**Passage choisi:**
Delphine Laine-G est professeure de lettres au Lycée Colbert à Reims.
Elle aime lire, écrire, nager et cuisiner de bons petits plats… surtout en cette période de confinement, pour remonter le moral des troupes, ce qui fonctionne sur le moment, mais moins quelques jours plus tard sur la balance…

 

Auménancourt, le 18 avril 2020,

Cher ami,

Je me souviens d’un roman que j’ai lu il y a deux ans et qui m’avait impressionnée. Le narrateur – dont on comprend plus tard que c’est un alien – raconte sa vie dans un monde apocalyptique où les humains sont devenus les animaux d’aujourd’hui, divisés en trois catégories : celle qui travaille, celle qui tient compagnie aux envahisseurs et celle destinée à être mangée. Dans cette dystopie qui fonctionne, tu l’as compris, comme un miroir inversé de notre société, les oiseaux ont disparu. C’est un monde où le chant des oiseaux n’existe plus. Je me souviens que cette caractéristique m’avait frappée et que j’essayais, terrifiée, de m’imaginer un jour de ma vie sans cette apaisante musique…

Je me souviens aussi d’une série que j’avais regardée pendant l’été. Ce n’était franchement pas très bon – j’en ai d’ailleurs oublié le titre – mais j’aimais bien l’idée originelle de chacune des deux saisons : la première était que des chercheurs travaillaient activement, dans un laboratoire militaire situé au pôle Nord, à l’élaboration d’un médicament permettant aux soldats de résister à toutes sortes d’attaques chimiques je crois, mais que cette « potion » finissait par contaminer toute l’équipe de recherches – le savant fou à l’origine de sa conception également –, en faisait mourir certains, mais transformait les autres en d’atroces mutants, capables de garder une apparence humaine ou au contraire de devenir des bêtes hideuses anthropophages, selon leur degré de colère ou d’appétit.

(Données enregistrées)
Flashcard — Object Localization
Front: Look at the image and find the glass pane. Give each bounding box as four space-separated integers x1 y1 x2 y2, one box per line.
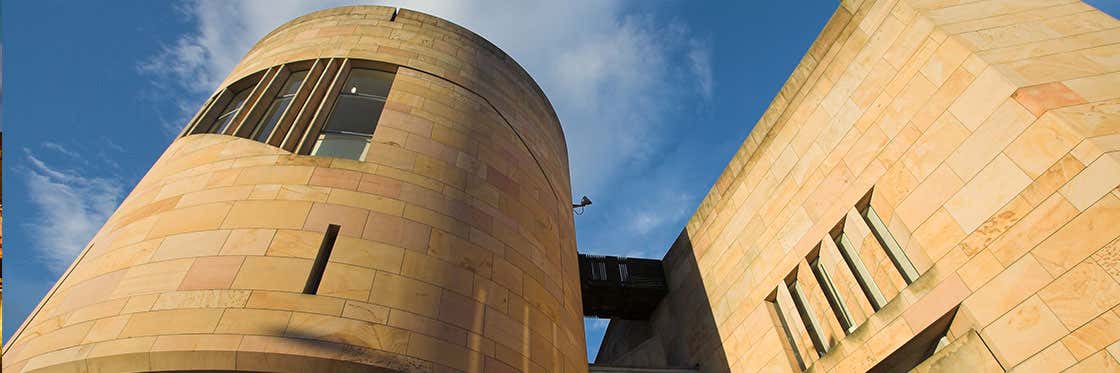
280 69 307 96
211 88 250 133
769 300 805 371
809 259 856 334
253 97 291 142
340 68 393 97
836 232 887 310
324 94 385 134
311 133 370 160
860 205 918 285
788 281 829 356
211 112 237 133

**Questions:**
(A) Dans le texte de Delphine Laine-G, où se trouve le laboratoire militaire de la série ?
(B) Recopiez le passage du texte de Delphine Laine-G allant de "Je me souviens aussi" jusqu'à "colère ou d’appétit.".
(C) Poursuivez le texte de Delphine Laine-G à partir de l'endroit où il s'arrête.

**Corrigé des activités:**
(A) Au pôle Nord.

(B)
Je me souviens aussi d’une série que j’avais regardée pendant l’été. Ce n’était franchement pas très bon – j’en ai d’ailleurs oublié le titre – mais j’aimais bien l’idée originelle de chacune des deux saisons : la première était que des chercheurs travaillaient activement, dans un laboratoire militaire situé au pôle Nord, à l’élaboration d’un médicament permettant aux soldats de résister à toutes sortes d’attaques chimiques je crois, mais que cette « potion » finissait par contaminer toute l’équipe de recherches – le savant fou à l’origine de sa conception également –, en faisait mourir certains, mais transformait les autres en d’atroces mutants, capables de garder une apparence humaine ou au contraire de devenir des bêtes hideuses anthropophages, selon leur degré de colère ou d’appétit.

(C)
La deuxième saison racontait là encore la dérive de recherches médicales, accélérée par la pression financière de lobbies pharmaceutiques : un virus, par accident de manipulation, se répandait alors dans le monde à la vitesse de l’éclair et transformait les contaminés en monstres cannibales qui finissaient par mourir, même sur l’île où une communauté d’illuminés derrière un gourou s’était réfugiée pour échapper à la contamination…

Est-ce que tu commences à faire le lien ? À comprendre pourquoi je te raconte cela en cette période de confinement ?

Pour te faire peur ? – Oui, en partie. Parce que le coronavirus est né d’une aberration : le franchissement de la barrière des espèces. Parce que la chauve-souris a failli à son rôle de porteur sain. Parce que c’est une pandémie qui, certes, ne nous transforme pas en monstres, mais qui tue.

Pour t’alerter ? – Oui, en partie aussi. Méfie-toi des opinions tranchées des uns ou des autres et des hypothèses que l’on prétend certaines (!). Écoute au contraire les avis modérés, scientifiques, journalistiques, ou politiques ; compare-les ; garde ton esprit critique mais aussi ton indulgence et élabore ta propre philosophie. Aurea mediocritas.
Mais aussi pour te redonner espoir. Quand le jour se lève, n’entends-tu pas le chant des oiseaux et ses mille variations – gazouillement, stridulation, ramage ? Au quintuple, au centuple, de « l’avant-confinement » ? Réveillé par la douce mélopée aviaire, ne te sens-tu pas en paix avec ta condition d’humain ? La nature, enfin, dispose d’un répit. Le bras humain a été stoppé dans son élan dévastateur et la Terre reprend son souffle, pendant une pause de mondialisation, de productivité et de surconsommation que nous lui imposions depuis les débuts de l’ère industrielle !

Alors, goûte ce paradoxe, oscille entre la peur et l’espoir, pour trouver le courage de t’indigner et de changer le monde de l’après-confinement.